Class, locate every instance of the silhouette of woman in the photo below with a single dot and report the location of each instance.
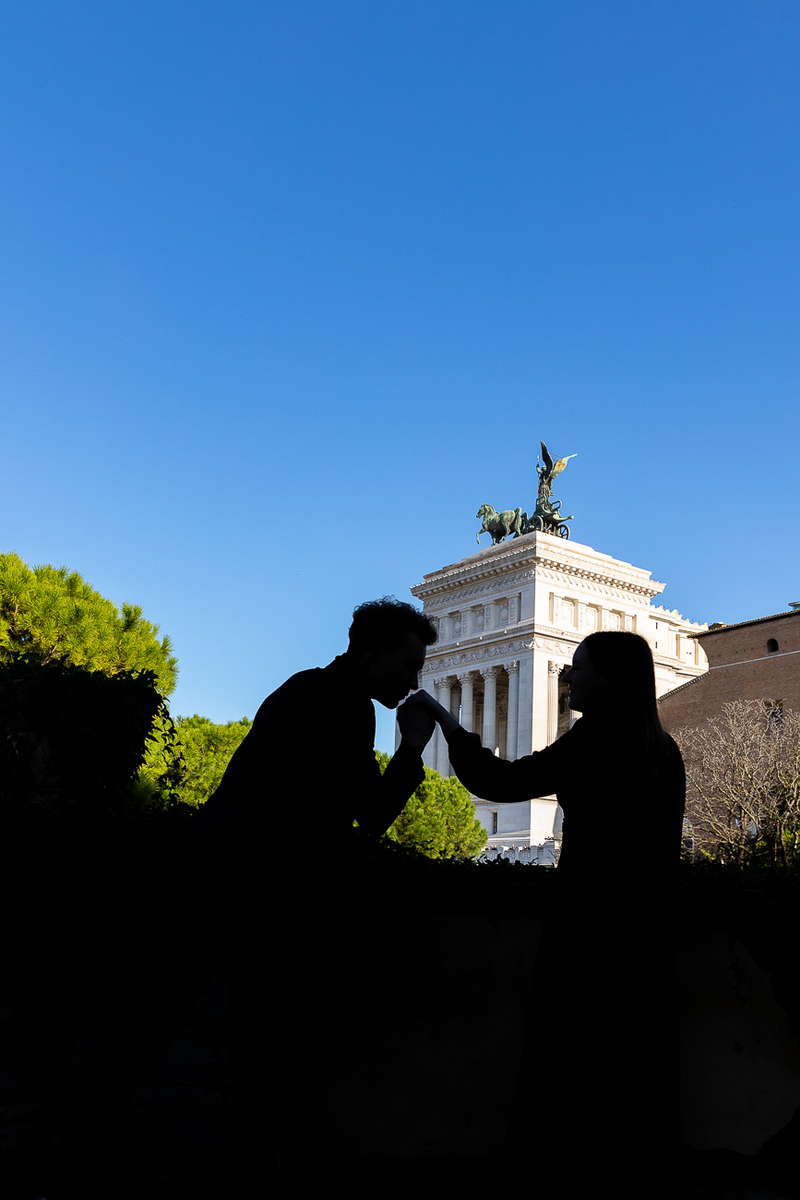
(599, 1080)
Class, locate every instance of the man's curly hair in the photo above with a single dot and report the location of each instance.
(386, 622)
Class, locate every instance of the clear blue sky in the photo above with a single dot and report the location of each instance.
(288, 289)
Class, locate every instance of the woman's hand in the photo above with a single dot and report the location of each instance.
(416, 724)
(425, 702)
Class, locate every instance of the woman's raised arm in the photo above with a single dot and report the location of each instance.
(492, 778)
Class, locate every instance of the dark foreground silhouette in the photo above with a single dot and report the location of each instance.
(603, 1003)
(188, 1008)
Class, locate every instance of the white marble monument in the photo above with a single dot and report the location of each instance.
(509, 619)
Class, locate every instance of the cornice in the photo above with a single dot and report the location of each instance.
(535, 558)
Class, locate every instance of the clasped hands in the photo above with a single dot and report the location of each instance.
(417, 718)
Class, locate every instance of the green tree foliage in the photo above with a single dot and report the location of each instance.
(206, 750)
(50, 615)
(439, 819)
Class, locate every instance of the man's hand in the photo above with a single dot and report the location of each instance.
(416, 723)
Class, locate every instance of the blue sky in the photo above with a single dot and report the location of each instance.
(287, 291)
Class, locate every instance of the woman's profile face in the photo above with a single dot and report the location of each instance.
(589, 691)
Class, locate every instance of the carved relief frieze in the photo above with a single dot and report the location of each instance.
(461, 660)
(445, 598)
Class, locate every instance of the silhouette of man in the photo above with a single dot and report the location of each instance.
(307, 765)
(307, 769)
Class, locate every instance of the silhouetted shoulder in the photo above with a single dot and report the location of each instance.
(298, 689)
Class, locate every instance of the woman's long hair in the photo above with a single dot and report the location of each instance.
(625, 661)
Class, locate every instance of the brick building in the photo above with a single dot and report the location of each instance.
(751, 660)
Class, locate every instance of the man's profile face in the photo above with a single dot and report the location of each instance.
(391, 672)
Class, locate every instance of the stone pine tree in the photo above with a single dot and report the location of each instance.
(439, 819)
(50, 613)
(205, 750)
(743, 774)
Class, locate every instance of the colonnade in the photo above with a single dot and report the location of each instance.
(486, 701)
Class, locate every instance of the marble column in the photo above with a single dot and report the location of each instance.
(443, 696)
(553, 671)
(512, 671)
(488, 736)
(467, 701)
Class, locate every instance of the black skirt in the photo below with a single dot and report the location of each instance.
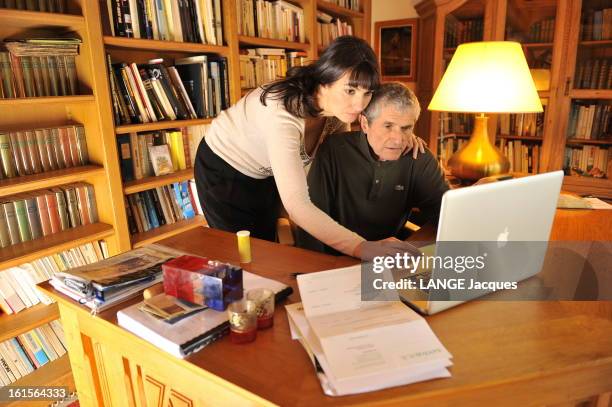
(232, 201)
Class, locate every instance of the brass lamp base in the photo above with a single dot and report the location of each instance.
(478, 158)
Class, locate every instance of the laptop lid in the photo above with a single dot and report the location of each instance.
(519, 210)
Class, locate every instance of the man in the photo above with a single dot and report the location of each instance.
(366, 182)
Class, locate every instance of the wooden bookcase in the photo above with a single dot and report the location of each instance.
(88, 108)
(93, 109)
(140, 50)
(559, 51)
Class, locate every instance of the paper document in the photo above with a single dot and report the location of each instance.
(362, 345)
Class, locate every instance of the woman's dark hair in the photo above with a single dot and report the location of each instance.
(344, 54)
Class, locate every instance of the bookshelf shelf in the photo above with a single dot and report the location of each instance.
(598, 43)
(26, 320)
(538, 45)
(31, 19)
(157, 45)
(586, 185)
(56, 373)
(162, 232)
(587, 141)
(27, 251)
(170, 124)
(591, 94)
(526, 138)
(48, 179)
(335, 9)
(268, 42)
(144, 184)
(65, 100)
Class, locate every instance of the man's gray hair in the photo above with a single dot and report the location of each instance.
(393, 93)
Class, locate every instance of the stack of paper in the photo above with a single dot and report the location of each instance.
(360, 346)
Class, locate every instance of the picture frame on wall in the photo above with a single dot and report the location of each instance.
(395, 45)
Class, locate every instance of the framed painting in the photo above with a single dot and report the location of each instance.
(395, 45)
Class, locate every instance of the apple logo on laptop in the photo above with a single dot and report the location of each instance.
(502, 238)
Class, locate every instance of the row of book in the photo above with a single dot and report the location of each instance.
(141, 156)
(457, 123)
(590, 120)
(459, 31)
(39, 150)
(262, 65)
(197, 21)
(163, 205)
(588, 161)
(278, 19)
(594, 73)
(32, 215)
(448, 146)
(48, 6)
(196, 87)
(522, 124)
(523, 157)
(27, 352)
(541, 31)
(350, 4)
(330, 28)
(33, 76)
(17, 284)
(596, 24)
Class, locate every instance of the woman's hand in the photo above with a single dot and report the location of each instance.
(415, 144)
(387, 247)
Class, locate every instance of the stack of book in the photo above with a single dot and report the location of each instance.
(588, 161)
(27, 352)
(261, 65)
(163, 205)
(48, 6)
(39, 150)
(330, 28)
(522, 124)
(39, 67)
(593, 73)
(523, 157)
(590, 120)
(99, 286)
(358, 346)
(196, 21)
(36, 214)
(279, 20)
(197, 87)
(350, 4)
(140, 156)
(17, 284)
(183, 336)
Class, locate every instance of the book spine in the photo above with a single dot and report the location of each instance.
(21, 213)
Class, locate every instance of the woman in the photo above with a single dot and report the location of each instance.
(254, 154)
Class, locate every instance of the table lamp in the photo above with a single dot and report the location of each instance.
(485, 77)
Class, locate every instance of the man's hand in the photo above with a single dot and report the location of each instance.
(387, 247)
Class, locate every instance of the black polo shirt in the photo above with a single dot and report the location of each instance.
(370, 197)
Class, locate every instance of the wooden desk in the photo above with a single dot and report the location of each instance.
(505, 353)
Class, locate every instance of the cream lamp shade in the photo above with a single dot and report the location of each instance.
(487, 77)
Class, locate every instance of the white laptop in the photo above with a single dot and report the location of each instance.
(516, 210)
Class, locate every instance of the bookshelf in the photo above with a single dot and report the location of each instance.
(141, 50)
(92, 107)
(38, 112)
(551, 33)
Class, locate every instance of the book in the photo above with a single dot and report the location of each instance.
(194, 332)
(161, 160)
(377, 344)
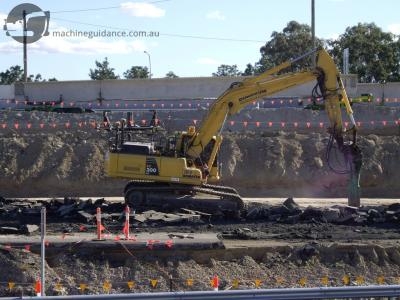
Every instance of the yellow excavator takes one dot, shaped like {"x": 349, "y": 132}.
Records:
{"x": 181, "y": 170}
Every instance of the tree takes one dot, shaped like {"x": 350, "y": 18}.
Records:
{"x": 227, "y": 70}
{"x": 103, "y": 71}
{"x": 137, "y": 72}
{"x": 171, "y": 74}
{"x": 16, "y": 74}
{"x": 35, "y": 78}
{"x": 13, "y": 74}
{"x": 374, "y": 54}
{"x": 249, "y": 71}
{"x": 293, "y": 41}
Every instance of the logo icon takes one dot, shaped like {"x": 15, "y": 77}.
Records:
{"x": 36, "y": 20}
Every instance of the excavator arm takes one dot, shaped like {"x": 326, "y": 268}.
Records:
{"x": 241, "y": 94}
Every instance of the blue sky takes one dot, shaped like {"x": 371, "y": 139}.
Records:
{"x": 248, "y": 24}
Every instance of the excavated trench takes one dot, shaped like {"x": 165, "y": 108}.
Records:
{"x": 283, "y": 245}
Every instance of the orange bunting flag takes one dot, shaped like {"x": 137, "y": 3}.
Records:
{"x": 302, "y": 281}
{"x": 125, "y": 230}
{"x": 169, "y": 244}
{"x": 325, "y": 280}
{"x": 58, "y": 287}
{"x": 38, "y": 287}
{"x": 189, "y": 282}
{"x": 346, "y": 279}
{"x": 82, "y": 287}
{"x": 235, "y": 283}
{"x": 107, "y": 286}
{"x": 130, "y": 284}
{"x": 153, "y": 283}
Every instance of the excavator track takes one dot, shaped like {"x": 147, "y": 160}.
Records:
{"x": 211, "y": 199}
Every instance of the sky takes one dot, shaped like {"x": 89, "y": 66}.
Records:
{"x": 190, "y": 37}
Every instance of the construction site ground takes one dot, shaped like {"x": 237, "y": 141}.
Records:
{"x": 185, "y": 254}
{"x": 304, "y": 236}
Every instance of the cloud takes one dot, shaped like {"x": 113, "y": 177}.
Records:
{"x": 142, "y": 9}
{"x": 394, "y": 28}
{"x": 2, "y": 17}
{"x": 215, "y": 15}
{"x": 333, "y": 36}
{"x": 48, "y": 45}
{"x": 207, "y": 61}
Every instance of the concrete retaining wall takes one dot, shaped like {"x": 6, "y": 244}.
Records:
{"x": 7, "y": 91}
{"x": 159, "y": 88}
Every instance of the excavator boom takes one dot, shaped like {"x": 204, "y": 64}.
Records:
{"x": 186, "y": 163}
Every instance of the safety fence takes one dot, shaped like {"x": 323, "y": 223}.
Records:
{"x": 166, "y": 281}
{"x": 173, "y": 104}
{"x": 169, "y": 283}
{"x": 244, "y": 124}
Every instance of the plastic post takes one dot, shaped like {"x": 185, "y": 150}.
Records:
{"x": 126, "y": 228}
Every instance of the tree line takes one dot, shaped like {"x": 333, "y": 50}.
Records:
{"x": 374, "y": 55}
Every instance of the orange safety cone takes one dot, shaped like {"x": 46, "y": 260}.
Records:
{"x": 38, "y": 288}
{"x": 215, "y": 282}
{"x": 100, "y": 226}
{"x": 125, "y": 229}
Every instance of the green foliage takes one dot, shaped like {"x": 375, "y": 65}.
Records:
{"x": 249, "y": 71}
{"x": 13, "y": 74}
{"x": 103, "y": 71}
{"x": 137, "y": 72}
{"x": 293, "y": 41}
{"x": 171, "y": 74}
{"x": 227, "y": 70}
{"x": 16, "y": 74}
{"x": 374, "y": 54}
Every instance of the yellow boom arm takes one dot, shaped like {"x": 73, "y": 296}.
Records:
{"x": 241, "y": 94}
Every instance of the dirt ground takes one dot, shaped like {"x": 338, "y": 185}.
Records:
{"x": 59, "y": 163}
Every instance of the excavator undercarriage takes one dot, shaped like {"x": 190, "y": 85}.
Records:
{"x": 211, "y": 199}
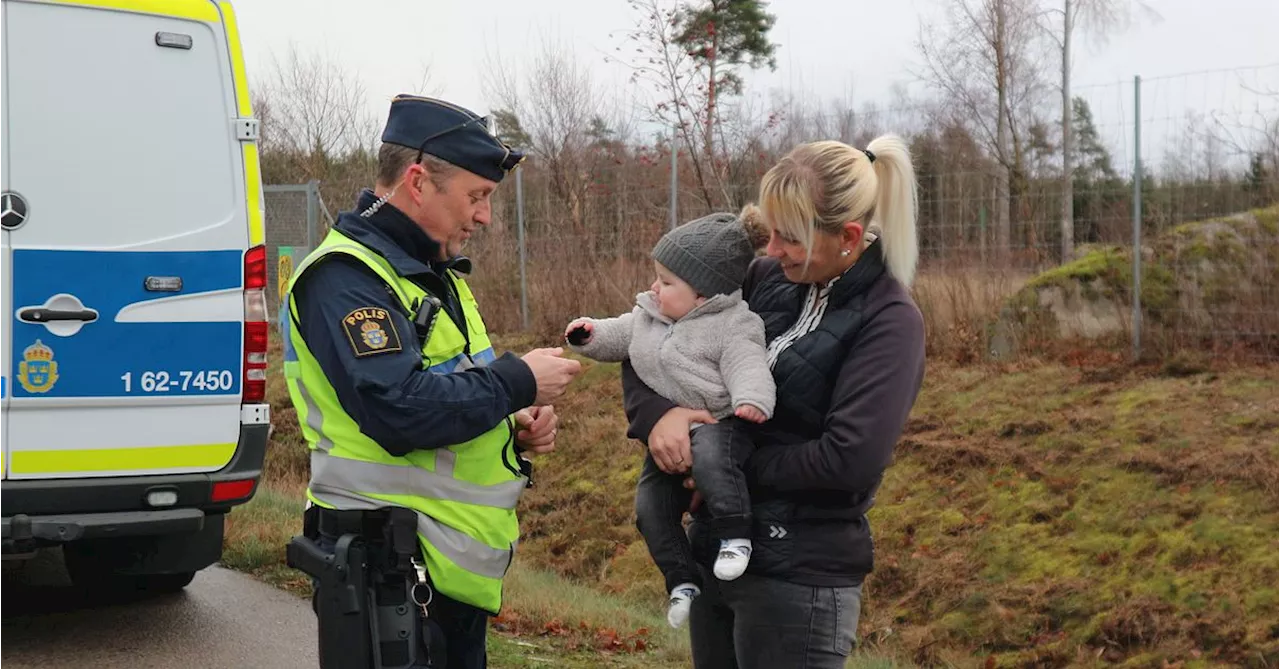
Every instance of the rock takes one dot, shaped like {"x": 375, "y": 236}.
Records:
{"x": 1203, "y": 276}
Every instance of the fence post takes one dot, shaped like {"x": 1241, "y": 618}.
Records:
{"x": 520, "y": 236}
{"x": 312, "y": 212}
{"x": 675, "y": 181}
{"x": 1137, "y": 216}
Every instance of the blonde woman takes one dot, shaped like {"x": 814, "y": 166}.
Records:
{"x": 846, "y": 349}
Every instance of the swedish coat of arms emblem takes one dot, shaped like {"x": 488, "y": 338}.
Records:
{"x": 37, "y": 372}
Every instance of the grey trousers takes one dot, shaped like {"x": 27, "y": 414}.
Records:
{"x": 764, "y": 623}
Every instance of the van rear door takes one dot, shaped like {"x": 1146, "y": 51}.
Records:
{"x": 127, "y": 303}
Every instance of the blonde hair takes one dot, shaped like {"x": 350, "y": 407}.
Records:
{"x": 821, "y": 186}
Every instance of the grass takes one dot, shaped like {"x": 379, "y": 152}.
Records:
{"x": 1040, "y": 513}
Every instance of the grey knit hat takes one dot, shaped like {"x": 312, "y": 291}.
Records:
{"x": 712, "y": 253}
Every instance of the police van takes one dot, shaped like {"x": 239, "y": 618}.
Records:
{"x": 132, "y": 271}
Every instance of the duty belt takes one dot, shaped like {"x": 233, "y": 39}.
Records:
{"x": 393, "y": 528}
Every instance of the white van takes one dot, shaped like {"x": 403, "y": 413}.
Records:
{"x": 132, "y": 265}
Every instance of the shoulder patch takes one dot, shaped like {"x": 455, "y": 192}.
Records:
{"x": 370, "y": 330}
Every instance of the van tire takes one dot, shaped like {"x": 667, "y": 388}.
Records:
{"x": 99, "y": 581}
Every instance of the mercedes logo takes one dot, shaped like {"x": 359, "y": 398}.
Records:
{"x": 13, "y": 210}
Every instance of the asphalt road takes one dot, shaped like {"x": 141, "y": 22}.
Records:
{"x": 222, "y": 621}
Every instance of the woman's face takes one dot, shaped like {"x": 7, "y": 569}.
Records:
{"x": 824, "y": 260}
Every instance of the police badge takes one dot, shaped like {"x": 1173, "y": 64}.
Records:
{"x": 37, "y": 372}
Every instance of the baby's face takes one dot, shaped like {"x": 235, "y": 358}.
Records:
{"x": 675, "y": 297}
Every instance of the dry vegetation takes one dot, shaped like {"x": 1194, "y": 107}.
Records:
{"x": 1065, "y": 507}
{"x": 1092, "y": 512}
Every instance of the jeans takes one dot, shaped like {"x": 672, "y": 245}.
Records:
{"x": 456, "y": 631}
{"x": 718, "y": 450}
{"x": 764, "y": 623}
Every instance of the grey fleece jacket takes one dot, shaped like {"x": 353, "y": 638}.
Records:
{"x": 713, "y": 358}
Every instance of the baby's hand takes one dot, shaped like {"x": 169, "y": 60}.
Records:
{"x": 750, "y": 413}
{"x": 579, "y": 333}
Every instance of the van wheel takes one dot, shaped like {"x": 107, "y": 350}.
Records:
{"x": 97, "y": 582}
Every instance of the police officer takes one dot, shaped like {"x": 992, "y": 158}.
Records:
{"x": 416, "y": 429}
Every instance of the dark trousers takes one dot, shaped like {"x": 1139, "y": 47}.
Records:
{"x": 764, "y": 623}
{"x": 718, "y": 449}
{"x": 456, "y": 631}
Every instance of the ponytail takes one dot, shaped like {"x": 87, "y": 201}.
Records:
{"x": 896, "y": 205}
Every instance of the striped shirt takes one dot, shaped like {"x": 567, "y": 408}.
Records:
{"x": 813, "y": 311}
{"x": 814, "y": 307}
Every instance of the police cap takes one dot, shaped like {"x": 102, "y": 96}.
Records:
{"x": 449, "y": 133}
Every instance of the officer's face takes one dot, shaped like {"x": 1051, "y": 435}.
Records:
{"x": 451, "y": 212}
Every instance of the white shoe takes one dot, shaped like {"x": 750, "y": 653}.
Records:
{"x": 681, "y": 599}
{"x": 732, "y": 559}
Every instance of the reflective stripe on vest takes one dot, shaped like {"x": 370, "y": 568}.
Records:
{"x": 465, "y": 494}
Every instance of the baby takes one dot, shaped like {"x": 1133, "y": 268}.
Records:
{"x": 693, "y": 339}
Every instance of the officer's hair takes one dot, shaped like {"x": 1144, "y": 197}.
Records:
{"x": 394, "y": 159}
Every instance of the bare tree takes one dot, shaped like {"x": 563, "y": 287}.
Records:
{"x": 656, "y": 56}
{"x": 1098, "y": 18}
{"x": 553, "y": 104}
{"x": 314, "y": 106}
{"x": 986, "y": 62}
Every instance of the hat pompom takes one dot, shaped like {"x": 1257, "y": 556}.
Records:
{"x": 757, "y": 230}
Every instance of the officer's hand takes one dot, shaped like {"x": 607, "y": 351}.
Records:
{"x": 540, "y": 426}
{"x": 552, "y": 371}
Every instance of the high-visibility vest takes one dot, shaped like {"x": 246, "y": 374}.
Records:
{"x": 465, "y": 495}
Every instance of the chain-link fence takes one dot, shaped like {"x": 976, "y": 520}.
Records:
{"x": 296, "y": 221}
{"x": 572, "y": 236}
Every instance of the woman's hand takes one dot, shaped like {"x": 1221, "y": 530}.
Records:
{"x": 668, "y": 441}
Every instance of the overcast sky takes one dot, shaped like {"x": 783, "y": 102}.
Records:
{"x": 827, "y": 47}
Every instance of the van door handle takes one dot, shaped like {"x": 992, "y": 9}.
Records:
{"x": 46, "y": 315}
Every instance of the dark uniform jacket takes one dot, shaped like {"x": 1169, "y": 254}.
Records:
{"x": 394, "y": 401}
{"x": 844, "y": 395}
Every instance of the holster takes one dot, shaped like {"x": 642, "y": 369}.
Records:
{"x": 366, "y": 615}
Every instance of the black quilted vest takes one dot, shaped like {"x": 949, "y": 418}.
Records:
{"x": 807, "y": 370}
{"x": 818, "y": 537}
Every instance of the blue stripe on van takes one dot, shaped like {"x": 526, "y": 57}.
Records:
{"x": 108, "y": 358}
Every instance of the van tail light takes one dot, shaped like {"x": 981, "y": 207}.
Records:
{"x": 255, "y": 325}
{"x": 232, "y": 490}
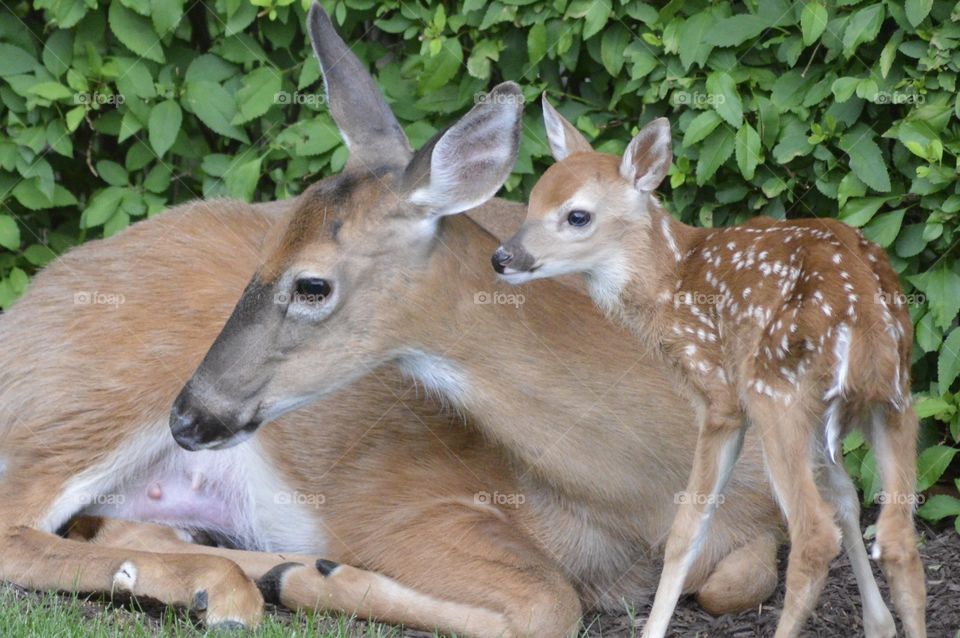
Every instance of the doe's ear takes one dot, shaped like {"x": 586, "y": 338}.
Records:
{"x": 468, "y": 163}
{"x": 563, "y": 136}
{"x": 647, "y": 159}
{"x": 366, "y": 124}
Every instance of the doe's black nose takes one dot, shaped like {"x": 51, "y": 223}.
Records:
{"x": 500, "y": 258}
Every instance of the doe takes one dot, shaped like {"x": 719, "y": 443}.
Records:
{"x": 798, "y": 327}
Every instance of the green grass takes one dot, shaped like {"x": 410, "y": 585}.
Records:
{"x": 52, "y": 615}
{"x": 76, "y": 616}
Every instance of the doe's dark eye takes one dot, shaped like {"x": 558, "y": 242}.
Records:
{"x": 312, "y": 290}
{"x": 578, "y": 218}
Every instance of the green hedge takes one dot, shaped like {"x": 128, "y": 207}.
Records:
{"x": 112, "y": 112}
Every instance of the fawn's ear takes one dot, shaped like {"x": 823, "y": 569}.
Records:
{"x": 468, "y": 163}
{"x": 564, "y": 138}
{"x": 647, "y": 159}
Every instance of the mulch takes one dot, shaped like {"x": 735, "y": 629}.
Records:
{"x": 838, "y": 613}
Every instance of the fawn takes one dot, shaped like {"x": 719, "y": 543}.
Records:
{"x": 798, "y": 327}
{"x": 84, "y": 417}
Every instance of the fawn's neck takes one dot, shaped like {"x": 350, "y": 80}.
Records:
{"x": 657, "y": 253}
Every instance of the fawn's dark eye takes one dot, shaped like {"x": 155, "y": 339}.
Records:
{"x": 578, "y": 218}
{"x": 312, "y": 290}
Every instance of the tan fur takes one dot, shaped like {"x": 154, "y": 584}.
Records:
{"x": 798, "y": 325}
{"x": 79, "y": 380}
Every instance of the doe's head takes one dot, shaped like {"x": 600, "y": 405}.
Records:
{"x": 339, "y": 282}
{"x": 584, "y": 206}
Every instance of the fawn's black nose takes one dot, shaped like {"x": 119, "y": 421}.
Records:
{"x": 500, "y": 258}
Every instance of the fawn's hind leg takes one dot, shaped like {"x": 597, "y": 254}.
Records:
{"x": 894, "y": 439}
{"x": 742, "y": 579}
{"x": 787, "y": 435}
{"x": 839, "y": 489}
{"x": 718, "y": 446}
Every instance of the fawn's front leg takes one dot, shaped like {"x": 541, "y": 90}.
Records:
{"x": 718, "y": 446}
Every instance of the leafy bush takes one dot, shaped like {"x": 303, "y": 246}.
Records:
{"x": 849, "y": 108}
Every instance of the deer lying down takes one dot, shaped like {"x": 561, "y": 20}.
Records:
{"x": 797, "y": 327}
{"x": 369, "y": 501}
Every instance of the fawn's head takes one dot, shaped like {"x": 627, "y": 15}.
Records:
{"x": 583, "y": 206}
{"x": 334, "y": 282}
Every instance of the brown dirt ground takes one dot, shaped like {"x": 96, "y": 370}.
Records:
{"x": 838, "y": 613}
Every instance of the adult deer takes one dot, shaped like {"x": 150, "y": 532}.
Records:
{"x": 797, "y": 327}
{"x": 84, "y": 414}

* * * * * * *

__DIRECTIONS FOR THIS TASK__:
Every line in the data that holds the string "excavator" should be copied.

__EXERCISE OUTPUT__:
Every instance of the yellow excavator takes one dot, shaped like {"x": 349, "y": 132}.
Every instance of the excavator arm takes one dot, shaped like {"x": 326, "y": 268}.
Every instance of the excavator track takes one dot, shaped like {"x": 147, "y": 160}.
Every instance of the excavator boom takes one dot, shaped like {"x": 204, "y": 64}.
Every instance of the excavator undercarriage takes one dot, shaped like {"x": 190, "y": 85}.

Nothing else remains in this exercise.